Metric tensor for a uniformly accelerated observer

[PeroK]

So the takeaway is: a rotating observer in a flat space and a still observer in a gravity field are not equivalent (in fact the latter can detect space curvature with some experiment), but "equivalent enough" that their clock dilation obey the exactly same rules.

There is no local experiment to measure time dilation. Any local experiment, by definition, will use its own local proper time.

 

[Pyter]

There is no local experiment to measure time dilation. Any local experiment, by definition, will use its own local proper time.

I mean the time dilation with respect to an inertial observer in flat space.

Cit.:

[ 157 ]
If we represent the difference of potential of the centrifugal force between the position of the clock and the centre of the disc by ϕ i.e. the work,considered negatively, which must be performed on the unit of mass against the centrifugal force in order to transport it from the position of the clock on the rotating disc to the centre of the disc, then we have

From this it follows that

In the first place, we see from this expression that two clocks of identical construction will go at different rates when situated at different distances from the centre of the disc. This result is also valid from the standpoint of an observer who is rotating with the disc.

Now, as judged from the disc, the latter is in a gravitational field of potential ϕ, hence the result we have obtained will hold quite generally for gravitational fields. Furthermore, we can regard an atom which is emitting spectral lines as a clock, so that the following statement will hold:

An atom absorbs or emits light of a frequency which is dependent on the potential of the gravitational field in which it is situated.

★ ★ ★ ★

To-do list —
A: Reproduce everything in the forum thread on time dilation from "So the takeaway" down to "exactly same rules.".
B: Resume the forum thread on time dilation at the point where it stops.
The records below are separate material and have nothing to do with the forum thread on time dilation.

Pointing dataset excerpts:

★ ★ ★ ★

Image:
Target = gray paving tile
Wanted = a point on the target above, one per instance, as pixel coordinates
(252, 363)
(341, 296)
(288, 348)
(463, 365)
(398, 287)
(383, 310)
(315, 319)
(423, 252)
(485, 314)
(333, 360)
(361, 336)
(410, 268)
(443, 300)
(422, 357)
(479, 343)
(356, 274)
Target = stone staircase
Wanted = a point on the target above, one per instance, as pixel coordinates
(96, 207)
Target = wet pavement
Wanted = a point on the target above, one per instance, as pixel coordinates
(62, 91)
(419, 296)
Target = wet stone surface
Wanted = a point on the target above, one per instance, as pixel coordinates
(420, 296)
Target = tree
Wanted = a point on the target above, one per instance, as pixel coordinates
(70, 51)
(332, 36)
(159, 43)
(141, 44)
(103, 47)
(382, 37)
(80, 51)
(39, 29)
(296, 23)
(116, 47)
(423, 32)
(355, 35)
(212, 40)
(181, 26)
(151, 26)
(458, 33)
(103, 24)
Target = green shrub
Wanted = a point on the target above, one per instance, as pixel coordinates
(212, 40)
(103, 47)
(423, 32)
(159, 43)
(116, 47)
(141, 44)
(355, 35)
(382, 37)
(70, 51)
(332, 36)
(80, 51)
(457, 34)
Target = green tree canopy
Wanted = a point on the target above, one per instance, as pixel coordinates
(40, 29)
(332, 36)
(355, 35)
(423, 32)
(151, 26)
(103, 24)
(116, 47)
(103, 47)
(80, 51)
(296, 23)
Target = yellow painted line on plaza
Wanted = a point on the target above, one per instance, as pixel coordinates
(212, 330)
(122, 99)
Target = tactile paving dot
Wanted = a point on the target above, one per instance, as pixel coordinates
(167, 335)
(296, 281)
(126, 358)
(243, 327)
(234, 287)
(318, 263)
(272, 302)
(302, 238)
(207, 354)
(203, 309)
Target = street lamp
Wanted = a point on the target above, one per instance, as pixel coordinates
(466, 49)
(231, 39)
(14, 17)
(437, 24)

★ ★ ★ ★

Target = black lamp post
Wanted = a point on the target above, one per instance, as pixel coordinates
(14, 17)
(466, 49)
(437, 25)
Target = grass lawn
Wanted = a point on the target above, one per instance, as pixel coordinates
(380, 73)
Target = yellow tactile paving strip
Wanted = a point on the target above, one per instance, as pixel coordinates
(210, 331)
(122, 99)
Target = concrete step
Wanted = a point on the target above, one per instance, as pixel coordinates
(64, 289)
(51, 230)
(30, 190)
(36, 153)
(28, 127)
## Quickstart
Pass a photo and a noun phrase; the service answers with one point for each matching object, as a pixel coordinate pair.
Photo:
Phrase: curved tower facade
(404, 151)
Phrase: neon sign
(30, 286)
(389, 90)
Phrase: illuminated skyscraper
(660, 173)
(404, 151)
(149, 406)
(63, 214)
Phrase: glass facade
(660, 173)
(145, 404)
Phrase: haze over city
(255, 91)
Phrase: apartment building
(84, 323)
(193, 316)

★ ★ ★ ★

Solved tasks —
A:
So the takeaway is: a rotating observer in a flat space and a still observer in a gravity field are not equivalent (in fact the latter can detect space curvature with some experiment), but "equivalent enough" that their clock dilation obey the exactly same rules.

B:
[pervect]

Yes, that would definitely tell a still observer in a gravity field apart from an accelerating observer in flat space, since the latter would experience a homogeneous acceleration field with no gradient whatsoever.

It's not that different for an accelerating observer than a stationary one, though it's harder to implement because the common-mode accelerations need to be compensated for if you are interested in the tidal components parallel to the direction of the acceleration. If you're only interested in the traverse tidal components, the acceleration doesn't matter at all.

The airplane mounted gravity gradiometers used in the oil surveys certainly have a non-zero proper acceleration, due to both gravity and turbulence. But the gravity gradiometer instruments can operate anyway, they are designed to reject the common-mode signal, basially by using matched acceleration sensors attached to a rotating wheel.

There are some minor theoretical relativistic effects that at practical accelerations are not measurable. At 1 g (10 m/s^2) acceleration, I make these effects out of the order of $10^{-15}$ (meters/second^2) / meter, i.e. for a 1 meter spaceship accelerating with a proper acceleration of 10 $m/s^2$ at the nose, the proper acceleration at the tail would be very slightly higher, 10 m^s^2 plus $10^{-15}$ m/s^2. This is well beyond the resolution of practical instruments, so rejecting the common mode signal is the only practical problem for using a gravity gradiometer on an accelerating spaceship if it's accelerating at reasonable accelerations.

If the hypothetical spaceship is trying to hold station near a black hole and pulling a few billion or trillion g's by doing so, things might be different.

It's also different if the spaceship is very long - for instance, if you had 1 light year (born rigid) spaceship accelerating at 1g at the nose, the proper acceleration at the tail would be infinite.

 

[Pyter]

No, that's not correct. There is still a gradient in the "acceleration field" for an observer inside an accelerating rocket in flat spacetime; the acceleration is slightly smaller at the top of the rocket than at the bottom.

Don't they experience the same proper acceleration at the top and the bottom?

 

[PeroK]

I mean the time dilation with respect to an inertial observer in flat space.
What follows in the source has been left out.